_TEKST DO ANALIZY_:
╔══
Mimo wielkiego bumu na sprzedaż winyli, nie przekłada się to na granie z nich w klubach. Nadal Ci się zdarza grać z winyli, ale w dzisiejszych czasach to chyba większy problem dla klubu niż prestiż, by gościć takiego DJa za deckami. 

Sprzęt w klubach jest, ale czasami jest źle przygotowany. Ja nie mam wcale złych doświadczeń z graniem z winyli w klubach. Najczęściej dostaję info przed imprezą, że nie będzie możliwości grania z gramofonów, więc po prostu nie zabieram ze sobą wtedy płyt – z tego względu nie zazdroszczę artystom, którzy grają wyłącznie z winyli, bo taka sytuacja może być dla nich dość nieprzyjemna.

„Zgrałaś” Polskę wzdłuż i wszerz, więc masz dobre rozeznanie. Czy cały czas uważasz, że Poznań jest numer jeden na polskiej scenie klubowej?
╚══
_BLOK DANYCH_:
╔══
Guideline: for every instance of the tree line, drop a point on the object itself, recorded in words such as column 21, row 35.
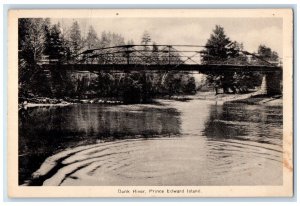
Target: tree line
column 221, row 50
column 39, row 38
╚══
_WYKORZYSTAJ PRZECZYTANE_:
1: Jaką informację przed imprezą najczęściej dostaje osoba wypowiadająca się w tekście do analizy?
2: Przepisz dosłownie fragment tekstu do analizy między „Sprzęt w klubach” a „nich dość nieprzyjemna.”, włącznie z tymi słowami.

_WYNIKI ZADAŃ_:
1: Że nie będzie możliwości grania z gramofonów.

2:
Sprzęt w klubach jest, ale czasami jest źle przygotowany. Ja nie mam wcale złych doświadczeń z graniem z winyli w klubach. Najczęściej dostaję info przed imprezą, że nie będzie możliwości grania z gramofonów, więc po prostu nie zabieram ze sobą wtedy płyt – z tego względu nie zazdroszczę artystom, którzy grają wyłącznie z winyli, bo taka sytuacja może być dla nich dość nieprzyjemna.